(CONSIGNES DE L'EXERCICE)
A. Restituez à l'identique le passage de la prédication sur le psaume 21 qui commence par "Psaume 21 : creuser" et se poursuit jusqu'à "telle promesse !".
B. D'après la prédication sur le psaume 21, pourquoi l'auteur traduit-il « psaume du bien-aimé » au lieu de « psaume de David » ? Répondez en une à trois phrases.

(EXTRAIT SOURCE)
○ ○ ○

Psaume 21 : creuser le désir
Prédication
« Tu lui as donné ce que son cœur désirait, tu n’as pas repoussé la requête de ses lèvres. »
Je crois c’est mon verset préféré dans ce psaume. Il porte une telle joie, un tel émerveillement, et une telle promesse !
Dieu donne. Il n’est pas un Dieu qui prend, il est un Dieu qui donne. C’est une promesse pour nous car ce psaume, comme tous les textes bibliques, nous parle de nous. Bien sûr il est écrit à partir de l’expérience d’un croyant, désigné ici par le terme de roi : la Bible n’est pas un livre théorique sur Dieu, mais un recueil plein de voix différentes témoignant chacune à leur manière d’expériences et de questionnement. Dans le cas de ce psaume, on peut certes chercher de quel roi il s’agit : David, Josias ou un autre. Mais dans un chemin spirituel il est surtout important de réaliser qu’il parle d’une expérience possible pour tous les croyants, pour toutes les croyantes. Bien sûr, nous ne sommes pas rois ou reines selon le droit. Mais Dieu pose sur nous un regard qui fait de nous des rois, des reines, parce que nous sommes ses bien-aimé.es. C’est pour cela que j’ai choisi de traduire « psaume du bien-aimé » plutôt que « psaume de David », qui est la traduction classique.
Dieu donc donne à son bien-aimé, à sa reine, c’est une promesse. Et il donne ce que le cœur a désiré. Une petite remarque ici : vous avez sans doute déjà eu l’occasion de l’entendre, mais il est utile pour bien comprendre de rappeler que dans la représentation hébraïque de l’être humain, le cœur n’est pas le siège des émotions, mais de la volonté éclairée par la raison et la foi. Au passage, ce n’est pas sans résonance avec les découvertes récentes sur le réseau de neurones qui enveloppe le cœur… Bref, quand on dit ici que le cœur désire, ce n’est donc pas d’un élan émotionnel, mais de la volonté informée, éclairée par le raisonnement d’une part, la confiance en Dieu d’autre part.

○ ○ ○

(DONNÉES)
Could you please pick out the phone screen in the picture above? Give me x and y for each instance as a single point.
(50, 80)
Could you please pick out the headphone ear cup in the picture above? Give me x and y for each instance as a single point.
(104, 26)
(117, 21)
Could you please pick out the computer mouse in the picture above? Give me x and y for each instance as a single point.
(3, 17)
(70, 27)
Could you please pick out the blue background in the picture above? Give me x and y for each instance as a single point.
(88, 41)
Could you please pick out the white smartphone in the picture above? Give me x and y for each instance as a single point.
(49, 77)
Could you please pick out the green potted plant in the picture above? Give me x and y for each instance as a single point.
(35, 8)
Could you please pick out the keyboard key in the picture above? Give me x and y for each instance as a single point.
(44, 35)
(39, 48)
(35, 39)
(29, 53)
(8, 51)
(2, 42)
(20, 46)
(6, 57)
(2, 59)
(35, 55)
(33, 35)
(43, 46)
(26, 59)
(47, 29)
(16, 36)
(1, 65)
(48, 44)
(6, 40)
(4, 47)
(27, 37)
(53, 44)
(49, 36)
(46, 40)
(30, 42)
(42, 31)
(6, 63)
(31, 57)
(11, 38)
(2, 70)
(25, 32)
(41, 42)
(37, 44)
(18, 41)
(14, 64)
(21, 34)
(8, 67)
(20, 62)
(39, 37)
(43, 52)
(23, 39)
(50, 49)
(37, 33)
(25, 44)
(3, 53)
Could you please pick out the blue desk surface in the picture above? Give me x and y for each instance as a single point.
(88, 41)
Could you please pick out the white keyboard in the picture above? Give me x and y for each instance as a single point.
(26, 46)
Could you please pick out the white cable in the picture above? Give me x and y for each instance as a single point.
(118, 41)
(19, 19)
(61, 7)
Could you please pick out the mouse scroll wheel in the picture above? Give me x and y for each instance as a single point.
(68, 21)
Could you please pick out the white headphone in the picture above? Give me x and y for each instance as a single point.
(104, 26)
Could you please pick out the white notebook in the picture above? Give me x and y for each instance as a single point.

○ ○ ○

(CORRIGÉ)
A.
Psaume 21 : creuser le désir
Prédication
« Tu lui as donné ce que son cœur désirait, tu n’as pas repoussé la requête de ses lèvres. »
Je crois c’est mon verset préféré dans ce psaume. Il porte une telle joie, un tel émerveillement, et une telle promesse !

B. Pour l'auteur, le psaume décrit une expérience possible pour tous les croyants et toutes les croyantes. Dieu porte sur eux un regard qui fait d'eux des rois et des reines, parce qu'ils sont ses bien-aimé.es.